SOURCE DOCUMENT:

2

I have planned to used Amazon MSK and i want to dump consumer logs to S3 . But i don't see any options. Do i need to write my own consumer or is there a way to consume Amazon MSK consumer output to s3 directly ?

Robin Moffatt
  • 30,382
  • 3
  • 65
  • 92
Navin Kumar
  • 150
  • 2
  • 10

2 Answers2

5

Kafka Connect is generally the best (easiest/scalable/portable/resilient) way to get data between Kafka and systems down (and up) stream such as S3. Learn more about Kafka Connect here and in this talk here.

MSK Connect can run Kafka Connect workloads for your MSK on AWS.

Another option you have is to run your own Kafka Connect worker (which connects to MSK) and use the S3 sink connector (tutorial).

Robin Moffatt
  • 30,382
  • 3
  • 65
  • 92
  • AWS has released MSK Connect recently (managed Apache Kafka Connect), so I've added it to the answer as an option. – ivamax9 Oct 13 '21 at 23:19
3

There is not a direct way to do it from MSK. You can use an external consumer to do it or preferably use KafkaConnect in an EC2 within the same VPC as MSK.

SHORT PROBLEM 1:
Please reproduce the part of the MSK-to-S3 thread that begins at the words "I have planned" and stops after "s3 directly ?", word for word.

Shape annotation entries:

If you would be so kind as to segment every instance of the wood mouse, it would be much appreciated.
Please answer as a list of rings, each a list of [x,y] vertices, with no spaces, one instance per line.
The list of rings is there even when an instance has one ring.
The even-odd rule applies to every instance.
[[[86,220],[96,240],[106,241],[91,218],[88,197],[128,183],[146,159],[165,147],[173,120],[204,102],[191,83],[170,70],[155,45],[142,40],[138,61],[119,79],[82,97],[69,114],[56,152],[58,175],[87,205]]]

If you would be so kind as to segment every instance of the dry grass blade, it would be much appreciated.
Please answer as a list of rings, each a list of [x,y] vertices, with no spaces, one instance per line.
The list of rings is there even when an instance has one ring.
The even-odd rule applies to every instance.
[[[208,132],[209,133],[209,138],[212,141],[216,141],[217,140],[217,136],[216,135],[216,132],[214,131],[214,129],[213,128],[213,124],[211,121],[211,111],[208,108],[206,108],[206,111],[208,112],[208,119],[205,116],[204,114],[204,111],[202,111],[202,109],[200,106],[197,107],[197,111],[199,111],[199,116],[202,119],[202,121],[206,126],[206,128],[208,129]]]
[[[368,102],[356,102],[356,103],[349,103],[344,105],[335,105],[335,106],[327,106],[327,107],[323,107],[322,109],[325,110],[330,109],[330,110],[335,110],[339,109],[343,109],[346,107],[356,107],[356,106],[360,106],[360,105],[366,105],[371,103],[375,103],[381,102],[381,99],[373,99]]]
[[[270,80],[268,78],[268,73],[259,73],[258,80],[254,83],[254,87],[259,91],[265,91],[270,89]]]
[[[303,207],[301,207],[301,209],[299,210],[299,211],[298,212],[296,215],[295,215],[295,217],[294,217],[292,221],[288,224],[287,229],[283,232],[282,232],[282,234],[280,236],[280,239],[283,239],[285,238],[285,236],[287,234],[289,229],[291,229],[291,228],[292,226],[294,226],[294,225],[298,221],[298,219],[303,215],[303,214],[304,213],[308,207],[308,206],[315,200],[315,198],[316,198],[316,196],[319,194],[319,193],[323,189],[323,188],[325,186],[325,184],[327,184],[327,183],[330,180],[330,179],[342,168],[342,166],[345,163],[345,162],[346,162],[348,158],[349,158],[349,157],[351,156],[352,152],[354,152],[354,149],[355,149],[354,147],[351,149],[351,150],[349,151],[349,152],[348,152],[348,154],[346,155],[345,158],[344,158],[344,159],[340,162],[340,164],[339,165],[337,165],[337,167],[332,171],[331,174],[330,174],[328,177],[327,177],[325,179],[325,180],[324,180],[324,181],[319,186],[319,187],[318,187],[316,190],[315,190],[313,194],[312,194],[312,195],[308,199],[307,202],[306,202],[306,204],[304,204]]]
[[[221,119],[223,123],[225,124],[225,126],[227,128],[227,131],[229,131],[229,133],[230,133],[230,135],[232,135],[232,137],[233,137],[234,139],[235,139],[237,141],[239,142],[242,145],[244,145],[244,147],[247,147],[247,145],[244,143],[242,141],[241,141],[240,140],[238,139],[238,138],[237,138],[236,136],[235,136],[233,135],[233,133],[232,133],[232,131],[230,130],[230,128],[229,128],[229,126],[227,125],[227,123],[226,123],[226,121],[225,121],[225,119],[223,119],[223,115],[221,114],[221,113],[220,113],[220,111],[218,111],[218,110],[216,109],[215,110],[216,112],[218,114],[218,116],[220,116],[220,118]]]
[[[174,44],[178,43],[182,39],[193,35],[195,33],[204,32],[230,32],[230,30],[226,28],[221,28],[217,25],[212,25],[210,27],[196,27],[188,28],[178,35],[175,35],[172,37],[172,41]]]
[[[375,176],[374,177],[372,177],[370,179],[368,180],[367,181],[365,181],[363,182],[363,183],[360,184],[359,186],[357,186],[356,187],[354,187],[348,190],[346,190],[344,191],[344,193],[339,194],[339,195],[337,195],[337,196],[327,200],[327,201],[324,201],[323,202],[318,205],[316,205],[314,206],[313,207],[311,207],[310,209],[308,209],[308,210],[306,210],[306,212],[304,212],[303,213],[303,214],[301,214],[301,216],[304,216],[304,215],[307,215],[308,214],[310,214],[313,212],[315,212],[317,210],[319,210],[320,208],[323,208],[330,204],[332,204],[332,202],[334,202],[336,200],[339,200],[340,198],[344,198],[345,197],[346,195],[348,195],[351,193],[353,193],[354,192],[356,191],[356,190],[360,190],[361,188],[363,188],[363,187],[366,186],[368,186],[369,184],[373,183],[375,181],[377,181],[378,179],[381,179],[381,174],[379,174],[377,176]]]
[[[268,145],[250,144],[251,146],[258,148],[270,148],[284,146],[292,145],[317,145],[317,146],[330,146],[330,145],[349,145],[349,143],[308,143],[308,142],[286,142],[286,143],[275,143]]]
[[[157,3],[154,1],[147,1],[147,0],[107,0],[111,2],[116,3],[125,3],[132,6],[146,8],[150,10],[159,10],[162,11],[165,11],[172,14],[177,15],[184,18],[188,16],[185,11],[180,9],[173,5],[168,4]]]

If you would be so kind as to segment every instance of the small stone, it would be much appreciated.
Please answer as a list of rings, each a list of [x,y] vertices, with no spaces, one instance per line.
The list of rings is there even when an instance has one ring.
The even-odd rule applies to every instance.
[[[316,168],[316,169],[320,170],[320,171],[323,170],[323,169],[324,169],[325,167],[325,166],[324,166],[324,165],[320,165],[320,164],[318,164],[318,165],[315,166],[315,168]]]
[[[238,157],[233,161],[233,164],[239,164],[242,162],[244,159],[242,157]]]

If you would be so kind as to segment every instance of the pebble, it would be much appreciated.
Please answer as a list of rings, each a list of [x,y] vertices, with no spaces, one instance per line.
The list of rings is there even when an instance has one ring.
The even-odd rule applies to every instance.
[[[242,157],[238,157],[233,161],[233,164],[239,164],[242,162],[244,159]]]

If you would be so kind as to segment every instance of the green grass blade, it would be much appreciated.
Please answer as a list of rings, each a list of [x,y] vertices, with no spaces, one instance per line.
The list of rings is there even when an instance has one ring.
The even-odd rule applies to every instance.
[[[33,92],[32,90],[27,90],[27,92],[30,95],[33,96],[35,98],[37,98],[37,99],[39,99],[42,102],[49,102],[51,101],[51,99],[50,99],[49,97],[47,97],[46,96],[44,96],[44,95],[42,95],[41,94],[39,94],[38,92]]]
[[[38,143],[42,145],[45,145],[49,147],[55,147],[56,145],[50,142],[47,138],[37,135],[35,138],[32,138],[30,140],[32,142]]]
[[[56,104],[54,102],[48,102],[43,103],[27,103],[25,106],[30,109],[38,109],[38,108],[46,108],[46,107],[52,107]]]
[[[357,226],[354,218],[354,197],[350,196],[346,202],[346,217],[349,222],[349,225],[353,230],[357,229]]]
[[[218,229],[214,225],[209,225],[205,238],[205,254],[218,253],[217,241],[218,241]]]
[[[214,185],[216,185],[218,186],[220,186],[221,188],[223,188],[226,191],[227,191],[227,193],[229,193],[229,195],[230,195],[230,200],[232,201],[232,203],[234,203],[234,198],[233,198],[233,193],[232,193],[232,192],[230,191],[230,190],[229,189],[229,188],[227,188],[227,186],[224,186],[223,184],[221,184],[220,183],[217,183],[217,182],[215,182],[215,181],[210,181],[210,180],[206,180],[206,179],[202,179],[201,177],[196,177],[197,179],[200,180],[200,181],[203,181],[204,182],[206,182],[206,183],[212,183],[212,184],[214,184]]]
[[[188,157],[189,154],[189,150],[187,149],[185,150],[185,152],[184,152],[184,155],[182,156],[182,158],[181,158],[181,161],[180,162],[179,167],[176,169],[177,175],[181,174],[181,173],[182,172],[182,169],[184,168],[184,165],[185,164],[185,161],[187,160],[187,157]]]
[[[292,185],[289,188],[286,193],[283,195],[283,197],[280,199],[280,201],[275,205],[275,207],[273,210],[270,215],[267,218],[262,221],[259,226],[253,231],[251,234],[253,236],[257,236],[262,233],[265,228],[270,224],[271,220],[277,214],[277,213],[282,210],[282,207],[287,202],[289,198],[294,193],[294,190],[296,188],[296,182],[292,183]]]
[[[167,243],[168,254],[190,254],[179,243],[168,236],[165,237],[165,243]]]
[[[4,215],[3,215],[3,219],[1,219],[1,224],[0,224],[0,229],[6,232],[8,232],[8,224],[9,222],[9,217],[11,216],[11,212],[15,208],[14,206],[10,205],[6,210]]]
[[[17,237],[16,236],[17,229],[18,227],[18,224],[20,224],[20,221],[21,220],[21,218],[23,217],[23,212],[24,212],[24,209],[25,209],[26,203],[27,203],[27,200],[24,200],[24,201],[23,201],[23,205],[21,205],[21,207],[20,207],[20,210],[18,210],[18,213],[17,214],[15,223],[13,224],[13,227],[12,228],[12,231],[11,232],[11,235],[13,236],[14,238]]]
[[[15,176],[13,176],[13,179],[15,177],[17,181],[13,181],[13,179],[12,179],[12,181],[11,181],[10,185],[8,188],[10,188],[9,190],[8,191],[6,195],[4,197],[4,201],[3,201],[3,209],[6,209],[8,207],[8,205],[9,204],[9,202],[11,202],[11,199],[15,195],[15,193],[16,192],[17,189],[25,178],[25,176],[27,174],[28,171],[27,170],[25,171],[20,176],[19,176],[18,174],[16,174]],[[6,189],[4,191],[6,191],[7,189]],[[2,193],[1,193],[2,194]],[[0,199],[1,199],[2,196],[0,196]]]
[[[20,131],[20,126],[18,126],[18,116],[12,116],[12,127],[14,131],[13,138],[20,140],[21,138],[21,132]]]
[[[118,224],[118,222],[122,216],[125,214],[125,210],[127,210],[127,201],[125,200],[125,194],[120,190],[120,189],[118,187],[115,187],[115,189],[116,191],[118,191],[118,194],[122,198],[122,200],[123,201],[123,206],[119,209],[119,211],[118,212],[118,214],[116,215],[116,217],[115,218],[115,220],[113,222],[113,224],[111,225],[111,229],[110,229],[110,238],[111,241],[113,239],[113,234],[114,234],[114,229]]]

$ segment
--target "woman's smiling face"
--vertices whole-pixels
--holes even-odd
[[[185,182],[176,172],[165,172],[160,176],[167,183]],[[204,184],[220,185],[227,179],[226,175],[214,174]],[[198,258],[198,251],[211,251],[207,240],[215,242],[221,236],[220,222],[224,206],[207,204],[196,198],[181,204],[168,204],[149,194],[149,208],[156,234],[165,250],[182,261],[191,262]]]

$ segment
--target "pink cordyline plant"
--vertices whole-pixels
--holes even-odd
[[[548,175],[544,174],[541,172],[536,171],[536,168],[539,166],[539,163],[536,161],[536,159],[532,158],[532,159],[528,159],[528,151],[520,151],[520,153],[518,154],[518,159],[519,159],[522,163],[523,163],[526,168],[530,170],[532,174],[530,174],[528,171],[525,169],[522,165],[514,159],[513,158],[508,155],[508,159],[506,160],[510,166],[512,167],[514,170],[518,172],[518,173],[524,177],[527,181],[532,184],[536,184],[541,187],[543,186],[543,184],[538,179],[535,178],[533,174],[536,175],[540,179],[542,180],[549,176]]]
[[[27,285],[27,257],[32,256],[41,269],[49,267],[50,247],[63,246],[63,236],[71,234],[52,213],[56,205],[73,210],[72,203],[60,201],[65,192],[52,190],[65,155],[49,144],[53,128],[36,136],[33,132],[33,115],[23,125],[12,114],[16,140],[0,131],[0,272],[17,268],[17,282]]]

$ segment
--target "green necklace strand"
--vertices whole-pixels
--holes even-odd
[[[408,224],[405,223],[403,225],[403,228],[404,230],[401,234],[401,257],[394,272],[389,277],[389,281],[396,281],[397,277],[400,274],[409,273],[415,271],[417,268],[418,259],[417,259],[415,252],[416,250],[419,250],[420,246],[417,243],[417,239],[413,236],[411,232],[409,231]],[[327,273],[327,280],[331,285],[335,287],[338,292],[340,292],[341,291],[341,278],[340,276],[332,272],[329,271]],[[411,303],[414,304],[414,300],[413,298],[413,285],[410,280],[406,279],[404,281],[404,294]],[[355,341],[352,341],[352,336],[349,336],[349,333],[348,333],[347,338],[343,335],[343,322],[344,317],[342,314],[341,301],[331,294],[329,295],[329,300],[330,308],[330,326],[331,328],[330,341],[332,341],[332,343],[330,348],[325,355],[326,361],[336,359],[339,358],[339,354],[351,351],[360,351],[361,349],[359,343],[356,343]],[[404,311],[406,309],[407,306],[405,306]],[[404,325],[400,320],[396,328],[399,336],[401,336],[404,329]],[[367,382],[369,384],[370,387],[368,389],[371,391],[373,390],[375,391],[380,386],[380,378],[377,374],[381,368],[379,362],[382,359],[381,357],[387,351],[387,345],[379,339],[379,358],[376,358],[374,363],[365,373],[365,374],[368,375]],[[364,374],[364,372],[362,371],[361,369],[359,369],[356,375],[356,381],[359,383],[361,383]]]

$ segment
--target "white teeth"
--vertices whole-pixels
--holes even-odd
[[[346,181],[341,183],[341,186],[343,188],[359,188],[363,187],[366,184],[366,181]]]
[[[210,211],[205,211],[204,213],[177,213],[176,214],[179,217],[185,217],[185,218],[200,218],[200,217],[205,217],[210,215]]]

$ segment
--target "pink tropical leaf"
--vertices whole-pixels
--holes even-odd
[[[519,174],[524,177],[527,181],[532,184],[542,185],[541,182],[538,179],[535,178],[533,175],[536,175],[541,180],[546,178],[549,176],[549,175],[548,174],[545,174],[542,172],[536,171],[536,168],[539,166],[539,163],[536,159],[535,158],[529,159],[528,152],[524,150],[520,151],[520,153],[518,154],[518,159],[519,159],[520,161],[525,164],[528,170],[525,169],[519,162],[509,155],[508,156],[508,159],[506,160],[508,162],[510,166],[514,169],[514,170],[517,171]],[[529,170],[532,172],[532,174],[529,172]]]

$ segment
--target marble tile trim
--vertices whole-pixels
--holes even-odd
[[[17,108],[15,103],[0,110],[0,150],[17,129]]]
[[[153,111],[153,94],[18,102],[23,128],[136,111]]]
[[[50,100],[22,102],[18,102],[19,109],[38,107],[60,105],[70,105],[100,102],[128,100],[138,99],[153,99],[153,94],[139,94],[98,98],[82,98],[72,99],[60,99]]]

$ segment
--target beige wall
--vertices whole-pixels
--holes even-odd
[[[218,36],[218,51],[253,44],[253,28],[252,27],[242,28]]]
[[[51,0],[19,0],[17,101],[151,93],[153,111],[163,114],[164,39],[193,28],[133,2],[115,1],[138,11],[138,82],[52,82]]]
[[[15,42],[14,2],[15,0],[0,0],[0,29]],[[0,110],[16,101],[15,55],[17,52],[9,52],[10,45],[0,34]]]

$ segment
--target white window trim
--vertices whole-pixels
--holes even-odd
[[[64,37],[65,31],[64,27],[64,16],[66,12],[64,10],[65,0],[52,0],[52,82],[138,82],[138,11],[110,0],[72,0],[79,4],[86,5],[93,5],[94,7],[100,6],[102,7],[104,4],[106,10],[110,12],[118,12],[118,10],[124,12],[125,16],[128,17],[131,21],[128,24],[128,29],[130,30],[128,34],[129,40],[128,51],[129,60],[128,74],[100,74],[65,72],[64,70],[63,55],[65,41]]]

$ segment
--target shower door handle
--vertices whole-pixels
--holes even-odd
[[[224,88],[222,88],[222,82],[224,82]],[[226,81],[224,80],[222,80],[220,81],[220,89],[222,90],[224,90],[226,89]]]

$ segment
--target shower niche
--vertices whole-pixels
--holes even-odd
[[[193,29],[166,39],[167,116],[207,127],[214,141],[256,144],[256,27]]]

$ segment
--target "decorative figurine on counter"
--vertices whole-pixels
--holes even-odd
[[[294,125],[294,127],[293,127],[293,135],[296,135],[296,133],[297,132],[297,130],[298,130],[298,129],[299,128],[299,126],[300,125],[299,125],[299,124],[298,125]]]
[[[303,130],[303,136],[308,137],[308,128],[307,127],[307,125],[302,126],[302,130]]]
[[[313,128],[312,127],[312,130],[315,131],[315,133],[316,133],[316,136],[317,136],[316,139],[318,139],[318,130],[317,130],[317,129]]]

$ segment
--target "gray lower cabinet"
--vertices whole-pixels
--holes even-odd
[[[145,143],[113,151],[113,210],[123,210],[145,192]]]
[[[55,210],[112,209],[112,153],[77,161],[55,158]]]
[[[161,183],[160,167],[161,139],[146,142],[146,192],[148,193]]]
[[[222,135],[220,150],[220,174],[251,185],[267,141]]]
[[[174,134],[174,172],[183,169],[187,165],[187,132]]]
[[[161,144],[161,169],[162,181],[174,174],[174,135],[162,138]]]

SHORT PROBLEM 2:
Pick out every row above that contains the word "white", with case counting, and list those rows in full.

FULL ANSWER 1:
I have planned to used Amazon MSK and i want to dump consumer logs to S3 . But i don't see any options. Do i need to write my own consumer or is there a way to consume Amazon MSK consumer output to s3 directly ?

FULL ANSWER 2:
--target "white teeth"
--target white window trim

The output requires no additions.